Une foule de gens se pressait devant ce qui ressemblait à un bureau de paris. En fait, c’était une agence de transfert d’argent à l’étranger et les taux de change étaient affichés sur des panneaux. De l’autre côté de la rue, une boutique miteuse vendait de la mercerie. On voyait aussi quelques magasins de tissus synthétiques. À l’intérieur d’un magasin de disques, une radio beuglait les chansons d’un film hindi. Une forte odeur de curry émanait des nombreux restaurants qui bordaient la rue. Ils paraissaient étroits avec leurs deux rangées de tables serrées, mais la plupart étaient bien tenus. C’était grâce à eux que Brick Lane était devenue célèbre. Des bidons d’huile et de beurre clarifié vides s’entassaient sur le trottoir, attendant le passage des éboueurs. Autour des réverbères, le sol était gras. Brick Lane se préparait pour son festival annuel du curry : des banderoles et des affiches l’annonçaient partout.
Comme atelier, Anwar Mian utilisait l’étage d’un hangar, derrière les maisons de Fashion Street. Pour y accéder, j’ai grimpé un escalier de fortune. Anwar m’a ouvert la porte et m’a fait entrer. Quatre ouvriers âgés cousaient des blousons de cuir et lui-même découpait habilement des modèles sur un établi de bois. J’aurais bien aimé qu’il continue à travailler et réponde en même temps à mes questions sur la vie à Tower Hamlets. Mais son atelier était plein d’accessoires de confection et je ne pouvais m’asseoir nulle part. Anwar a emporté les découpes de cuir dans une petite pièce. Puis il a ôté son tablier pour m’emmener visiter Brick Lane.
J’ai cherché en vain un coffee shop. À la fin, nous avons décidé de nous installer dans une sorte de restaurant qui faisait des plats à emporter. En nous servant, l’homme derrière le comptoir m’a parlé par erreur en bengali. Même si la nourriture n’était pas chère, les habitués voulaient une ristourne. Anwar avait monté son atelier cinq ans plus tôt, après avoir fait faillite avec son restaurant. On croyait à tort que les restaurants indiens ne faisaient jamais faillite à Londres, m’a-t-il dit. Il devait une grosse somme à la banque et ne pouvait pas retourner travailler dans la restauration. Il avait donc emprunté un peu d’argent à sa sœur aînée qui était mariée à un homme d’affaires. Ses machines, il les avait achetées d’occasion à quelqu’un de Brick Lane qui n’avait pas réussi dans le commerce du cuir. Puisqu’il avait déclaré sa faillite, il ne pouvait obtenir d’aide financière d’où que ce soit. Il avait trouvé un hangar pas loin pour y installer son matériel. Anwar s’estimait heureux d’avoir embauché des hommes âgés : ils se montraient patients quand il ne pouvait pas les payer en temps voulu. Et aussi parce qu’il n’avait pas à acheter la matière première. Le détaillant pour lequel il fabriquait la marchandise la fournissait. Anwar était payé vingt-trois livres par blouson. Les grossistes de Brick Lane vendaient ces blousons de cuir à moins de vingt livres pièce. Mais les détaillants préféraient avoir leur propre étiquette sur les blousons : « Fabriqué en Grande-Bretagne ».

•••••

**Travail à faire**
**A)** Que dit l'extrait sur Brick Lane ?
(i) Où Anwar Mian avait-il installé son atelier ?
(ii) Combien Anwar était-il payé par blouson ?
(iii) Qu'annonçaient les banderoles et les affiches de Brick Lane ?
**B)** Pouvez-vous extraire le passage de l'extrait sur Brick Lane qui va de « Comme atelier, Anwar » à « visiter Brick Lane. », ces deux segments compris ?
Inutile de consulter la liste pour répondre.

**Entrées tirées d'une collection**

•••••

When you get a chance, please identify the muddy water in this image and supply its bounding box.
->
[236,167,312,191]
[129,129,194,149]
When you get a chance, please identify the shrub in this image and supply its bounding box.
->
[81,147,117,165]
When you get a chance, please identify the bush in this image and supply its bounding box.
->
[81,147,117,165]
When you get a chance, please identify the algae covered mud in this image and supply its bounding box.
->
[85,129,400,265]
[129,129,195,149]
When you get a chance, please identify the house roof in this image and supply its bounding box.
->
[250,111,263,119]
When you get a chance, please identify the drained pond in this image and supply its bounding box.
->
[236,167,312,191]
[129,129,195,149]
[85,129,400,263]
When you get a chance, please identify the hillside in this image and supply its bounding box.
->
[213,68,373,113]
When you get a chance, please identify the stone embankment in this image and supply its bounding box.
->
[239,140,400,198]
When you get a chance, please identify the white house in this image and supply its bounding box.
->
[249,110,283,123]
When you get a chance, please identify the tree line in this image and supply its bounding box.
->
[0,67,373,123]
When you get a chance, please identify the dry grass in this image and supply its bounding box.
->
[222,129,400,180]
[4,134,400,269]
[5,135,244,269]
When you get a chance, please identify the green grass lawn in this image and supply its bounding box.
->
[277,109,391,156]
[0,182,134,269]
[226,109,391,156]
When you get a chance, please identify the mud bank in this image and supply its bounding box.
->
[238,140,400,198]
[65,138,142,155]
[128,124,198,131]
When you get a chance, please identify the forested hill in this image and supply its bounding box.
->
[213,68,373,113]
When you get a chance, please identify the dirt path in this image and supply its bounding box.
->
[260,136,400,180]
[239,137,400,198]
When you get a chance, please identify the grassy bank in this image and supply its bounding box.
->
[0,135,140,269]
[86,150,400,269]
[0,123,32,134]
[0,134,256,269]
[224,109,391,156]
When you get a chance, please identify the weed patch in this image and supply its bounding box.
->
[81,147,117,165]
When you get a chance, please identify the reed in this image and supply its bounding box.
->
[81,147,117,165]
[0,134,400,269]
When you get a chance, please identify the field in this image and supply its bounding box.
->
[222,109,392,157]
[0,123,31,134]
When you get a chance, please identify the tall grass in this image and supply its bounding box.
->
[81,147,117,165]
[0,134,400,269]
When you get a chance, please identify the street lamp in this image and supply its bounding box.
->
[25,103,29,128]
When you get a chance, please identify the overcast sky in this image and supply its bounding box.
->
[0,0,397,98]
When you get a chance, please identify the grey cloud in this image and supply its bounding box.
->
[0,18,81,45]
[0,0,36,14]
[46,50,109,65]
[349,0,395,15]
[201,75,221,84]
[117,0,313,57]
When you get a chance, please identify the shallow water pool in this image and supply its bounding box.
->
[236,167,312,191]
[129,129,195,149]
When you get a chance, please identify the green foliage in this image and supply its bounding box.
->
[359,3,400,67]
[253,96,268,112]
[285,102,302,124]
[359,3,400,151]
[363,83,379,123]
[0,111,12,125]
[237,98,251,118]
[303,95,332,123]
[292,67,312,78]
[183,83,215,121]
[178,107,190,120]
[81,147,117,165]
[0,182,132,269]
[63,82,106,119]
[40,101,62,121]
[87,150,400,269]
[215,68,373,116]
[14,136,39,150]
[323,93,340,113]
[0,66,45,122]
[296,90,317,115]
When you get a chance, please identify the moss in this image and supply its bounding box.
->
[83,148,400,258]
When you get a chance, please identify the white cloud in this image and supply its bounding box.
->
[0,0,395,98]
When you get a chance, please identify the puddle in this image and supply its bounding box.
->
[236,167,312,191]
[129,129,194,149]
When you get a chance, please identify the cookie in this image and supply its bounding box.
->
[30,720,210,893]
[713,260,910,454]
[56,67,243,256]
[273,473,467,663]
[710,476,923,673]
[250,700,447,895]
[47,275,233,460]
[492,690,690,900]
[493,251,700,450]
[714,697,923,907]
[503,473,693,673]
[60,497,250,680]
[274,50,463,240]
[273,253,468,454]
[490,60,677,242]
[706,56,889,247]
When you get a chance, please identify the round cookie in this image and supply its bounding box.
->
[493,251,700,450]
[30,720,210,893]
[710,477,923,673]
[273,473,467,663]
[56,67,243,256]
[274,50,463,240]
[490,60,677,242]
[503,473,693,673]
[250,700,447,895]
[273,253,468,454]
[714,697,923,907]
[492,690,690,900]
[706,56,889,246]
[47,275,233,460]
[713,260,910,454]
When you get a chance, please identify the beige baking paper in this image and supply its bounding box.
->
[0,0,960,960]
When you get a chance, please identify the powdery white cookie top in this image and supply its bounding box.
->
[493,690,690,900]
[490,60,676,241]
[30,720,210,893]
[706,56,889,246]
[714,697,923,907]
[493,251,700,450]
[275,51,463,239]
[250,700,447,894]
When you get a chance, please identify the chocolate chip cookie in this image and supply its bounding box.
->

•••••

**Corrigé**
**A)**
(i) À l'étage d'un hangar, derrière les maisons de Fashion Street.
(ii) Vingt-trois livres.
(iii) Le festival annuel du curry.

**B)**
Comme atelier, Anwar Mian utilisait l’étage d’un hangar, derrière les maisons de Fashion Street. Pour y accéder, j’ai grimpé un escalier de fortune. Anwar m’a ouvert la porte et m’a fait entrer. Quatre ouvriers âgés cousaient des blousons de cuir et lui-même découpait habilement des modèles sur un établi de bois. J’aurais bien aimé qu’il continue à travailler et réponde en même temps à mes questions sur la vie à Tower Hamlets. Mais son atelier était plein d’accessoires de confection et je ne pouvais m’asseoir nulle part. Anwar a emporté les découpes de cuir dans une petite pièce. Puis il a ôté son tablier pour m’emmener visiter Brick Lane.